# SET EXERCISE 1:
Output the stretch of the water news excerpt from "In California, however, the" through "of the state.", copying it word for word.

* START SOURCE EXCERPT *

Department of Water Resources

California Water News

A daily compilation for DWR personnel of significant news articles and comment

 

August 13, 2007

 

1.  Top Item

 

California's Flood-Control Challenge; For reinforcement of vulnerable levees, the governor has won approval for billions in public financing. Will it be enough to avert an infrastructure breakdown?

MSNBC – 8/12/07

By Michael Arndt

 

Since the I-35W bridge collapsed into the Mississippi River on Aug. 1, killing at least five people, politicians at every level of government have refocused attention on how to adequately maintain the infrastructure that supports the nation's $13 trillion economy. While inspectors fanned out to reexamine 750 bridges of similar design, the Senate passed a long-stalled bill the next evening creating a commission to assess the condition of the nation's infrastructure to judge which portions needed the promptest repairs.

 

But elected officials, like their constituents, have short attention spans. People generally rail against paying higher taxes, too, especially on outlays that are no longer headline news, or have no immediate or direct impact on their own well-being.

 

In California, however, the long-term commonweal seems to be winning out as authorities race to avert an infrastructure breakdown that might be more calamitous than hurricane-ruined New Orleans: overflowing rivers that could, at virtually any moment, imperil as many as 500,000 people, the nation's richest cropland, and the water source of the majority of the state.

 

Fragile Infrastructure

 

Using New Orleans as a goad, Governor Arnold Schwarzenegger has rallied the public, persuading voters that they need to spend billions now on flood control, or they will pay much more later. Reinforcing piles of dirt and rock along riverbanks -- infrastructure about as basic as it can get -- has become a unifying cause.

* END SOURCE EXCERPT *
* START TASK INPUTS *

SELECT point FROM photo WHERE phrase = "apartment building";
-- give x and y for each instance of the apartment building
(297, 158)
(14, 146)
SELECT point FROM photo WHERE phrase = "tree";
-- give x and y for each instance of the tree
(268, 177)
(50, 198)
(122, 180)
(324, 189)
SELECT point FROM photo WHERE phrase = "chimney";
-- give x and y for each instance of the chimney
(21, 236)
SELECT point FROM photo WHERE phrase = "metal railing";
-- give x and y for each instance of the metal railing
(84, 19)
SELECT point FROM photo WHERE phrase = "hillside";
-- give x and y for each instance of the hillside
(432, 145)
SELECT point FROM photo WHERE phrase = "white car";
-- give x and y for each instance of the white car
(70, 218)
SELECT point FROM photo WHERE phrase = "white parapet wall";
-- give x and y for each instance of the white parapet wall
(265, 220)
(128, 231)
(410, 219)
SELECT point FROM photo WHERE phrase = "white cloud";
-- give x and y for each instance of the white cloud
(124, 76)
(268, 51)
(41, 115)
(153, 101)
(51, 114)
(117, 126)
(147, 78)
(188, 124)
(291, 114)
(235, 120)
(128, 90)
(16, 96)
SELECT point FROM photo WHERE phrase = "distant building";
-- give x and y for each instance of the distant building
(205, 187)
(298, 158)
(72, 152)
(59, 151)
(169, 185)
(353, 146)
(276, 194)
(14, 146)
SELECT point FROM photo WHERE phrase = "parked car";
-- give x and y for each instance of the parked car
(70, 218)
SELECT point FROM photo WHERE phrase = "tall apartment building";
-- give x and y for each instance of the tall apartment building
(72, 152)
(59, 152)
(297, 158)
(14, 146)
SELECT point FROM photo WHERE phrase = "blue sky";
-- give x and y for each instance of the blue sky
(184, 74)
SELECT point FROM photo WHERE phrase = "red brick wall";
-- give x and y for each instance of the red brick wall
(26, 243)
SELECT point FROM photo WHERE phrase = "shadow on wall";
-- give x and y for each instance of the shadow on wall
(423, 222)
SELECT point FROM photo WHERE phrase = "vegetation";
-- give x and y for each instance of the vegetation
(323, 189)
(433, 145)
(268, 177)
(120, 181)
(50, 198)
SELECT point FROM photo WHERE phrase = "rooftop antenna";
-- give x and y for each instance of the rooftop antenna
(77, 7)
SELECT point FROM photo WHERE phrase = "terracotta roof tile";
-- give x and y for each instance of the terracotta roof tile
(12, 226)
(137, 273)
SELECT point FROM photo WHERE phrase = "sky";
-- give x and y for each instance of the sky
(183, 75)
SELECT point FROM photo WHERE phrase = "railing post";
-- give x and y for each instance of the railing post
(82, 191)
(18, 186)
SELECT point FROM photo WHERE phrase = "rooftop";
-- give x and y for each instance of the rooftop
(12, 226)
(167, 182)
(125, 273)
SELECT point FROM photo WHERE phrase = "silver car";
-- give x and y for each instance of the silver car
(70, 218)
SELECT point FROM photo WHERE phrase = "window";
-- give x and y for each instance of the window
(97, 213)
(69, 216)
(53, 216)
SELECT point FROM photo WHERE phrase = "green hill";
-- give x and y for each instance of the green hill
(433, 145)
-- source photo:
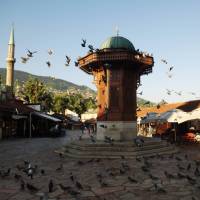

* END TASK INPUTS *

# SET EXERCISE 2:
Pull out every line of the records that contains the string "hillside".

# PROBLEM SOLUTION 1:
In California, however, the long-term commonweal seems to be winning out as authorities race to avert an infrastructure breakdown that might be more calamitous than hurricane-ruined New Orleans: overflowing rivers that could, at virtually any moment, imperil as many as 500,000 people, the nation's richest cropland, and the water source of the majority of the state.

# PROBLEM SOLUTION 2:
SELECT point FROM photo WHERE phrase = "hillside";
-- give x and y for each instance of the hillside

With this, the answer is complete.